### Provided material ###
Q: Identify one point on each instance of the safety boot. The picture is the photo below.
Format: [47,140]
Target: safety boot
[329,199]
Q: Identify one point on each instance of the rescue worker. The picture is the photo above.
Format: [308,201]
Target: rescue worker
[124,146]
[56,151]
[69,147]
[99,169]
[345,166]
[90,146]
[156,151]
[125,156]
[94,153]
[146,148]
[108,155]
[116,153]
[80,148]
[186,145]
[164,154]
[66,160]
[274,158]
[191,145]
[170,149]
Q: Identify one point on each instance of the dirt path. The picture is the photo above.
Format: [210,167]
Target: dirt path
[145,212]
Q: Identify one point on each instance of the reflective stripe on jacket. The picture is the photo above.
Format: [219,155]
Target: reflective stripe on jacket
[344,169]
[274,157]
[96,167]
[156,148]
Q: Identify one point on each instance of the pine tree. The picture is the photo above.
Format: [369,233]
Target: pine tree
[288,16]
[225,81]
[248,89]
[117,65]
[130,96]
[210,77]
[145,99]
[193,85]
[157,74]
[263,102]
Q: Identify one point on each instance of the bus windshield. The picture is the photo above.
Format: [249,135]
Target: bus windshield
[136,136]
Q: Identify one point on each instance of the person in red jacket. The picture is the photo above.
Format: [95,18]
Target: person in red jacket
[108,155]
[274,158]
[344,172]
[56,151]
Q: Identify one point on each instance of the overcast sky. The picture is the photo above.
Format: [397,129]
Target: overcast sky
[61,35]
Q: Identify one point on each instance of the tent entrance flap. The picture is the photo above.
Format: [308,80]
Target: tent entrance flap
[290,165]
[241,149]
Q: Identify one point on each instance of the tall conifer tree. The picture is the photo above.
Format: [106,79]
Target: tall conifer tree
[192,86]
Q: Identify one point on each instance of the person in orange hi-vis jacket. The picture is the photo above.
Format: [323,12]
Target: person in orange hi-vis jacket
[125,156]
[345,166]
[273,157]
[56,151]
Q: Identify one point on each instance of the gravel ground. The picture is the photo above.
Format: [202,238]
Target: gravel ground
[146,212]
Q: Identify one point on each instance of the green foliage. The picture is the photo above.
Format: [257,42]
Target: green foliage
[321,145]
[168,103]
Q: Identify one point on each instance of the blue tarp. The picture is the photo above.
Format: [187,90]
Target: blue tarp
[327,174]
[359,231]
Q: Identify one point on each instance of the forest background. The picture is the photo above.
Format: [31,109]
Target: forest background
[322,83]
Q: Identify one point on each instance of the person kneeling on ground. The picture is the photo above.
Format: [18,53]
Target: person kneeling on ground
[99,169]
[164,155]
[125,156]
###
**Stated exercise**: Write out the whole listing again, exactly as it stands.

**Solution to the exercise**:
Q: Identify one point on each instance of the safety boot. The picture is the photo below.
Format: [47,140]
Target: safety boot
[329,199]
Q: Identify one point on each instance of the rescue worker. The picture is the photo above.
Format: [308,201]
Target: rescue worker
[124,146]
[56,151]
[69,147]
[99,169]
[345,166]
[90,146]
[156,151]
[125,156]
[94,153]
[146,148]
[108,155]
[116,153]
[80,148]
[186,145]
[164,154]
[66,160]
[274,158]
[191,145]
[170,149]
Q: Identify one point on each instance of the dirt path. The picture is the photo above.
Format: [210,167]
Target: dirt path
[145,212]
Q: Identify one point on each instance of the reflective stripe on jacket. The picture is the photo above.
Format: [219,155]
Target: reflective stripe on jacket
[344,169]
[274,157]
[96,167]
[156,148]
Q: Identify one point on each instance of the pine tree. The picture is the photo above.
Format: [369,233]
Target: pine tree
[288,16]
[225,81]
[248,89]
[117,65]
[130,96]
[210,77]
[145,99]
[193,85]
[157,74]
[263,102]
Q: Identify one point on each instance of the bus windshield. The picture is the photo above.
Format: [249,135]
Target: bus windshield
[136,136]
Q: Identify one point on each instance of the person in red jacket. The picture is the photo above.
Format: [95,18]
Target: person in red jacket
[108,155]
[274,158]
[344,172]
[56,151]
Q: Identify one point on each instance of the overcast sky. The picture is the photo above.
Format: [397,129]
Target: overcast sky
[61,35]
Q: Identify one point on each instance of the tent entrance flap. The picture is the photo above.
Format: [308,80]
Target: tent entrance flap
[290,165]
[241,149]
Q: Identify one point on each instance of the tall conifer tree. The picture is the photo above.
Format: [106,79]
Target: tall conifer tree
[192,86]
Q: Identify one point on each instance of the person in orange hi-vis jacket. The picture is the photo above.
Format: [323,12]
Target: person in orange hi-vis jacket
[125,156]
[345,166]
[273,157]
[56,151]
Q: Identify one point on each instance of the gravel ground. The picture is the photo above.
Format: [202,238]
Target: gravel ground
[146,212]
Q: Identify one point on each instance of the green foliage. The picture is the photo above.
Format: [257,42]
Target: green foliage
[321,145]
[168,103]
Q: Identify one point on each instance of the blue tarp. The picture is the photo above.
Format: [187,90]
Target: blue tarp
[327,174]
[359,231]
Q: Identify one point on each instance of the forest background. The picture is the photo above.
Format: [31,109]
Target: forest background
[322,83]
Q: Identify one point on each instance of the person kneeling on ground. The picture is the photo above.
Format: [18,53]
Target: person kneeling on ground
[99,169]
[164,155]
[125,156]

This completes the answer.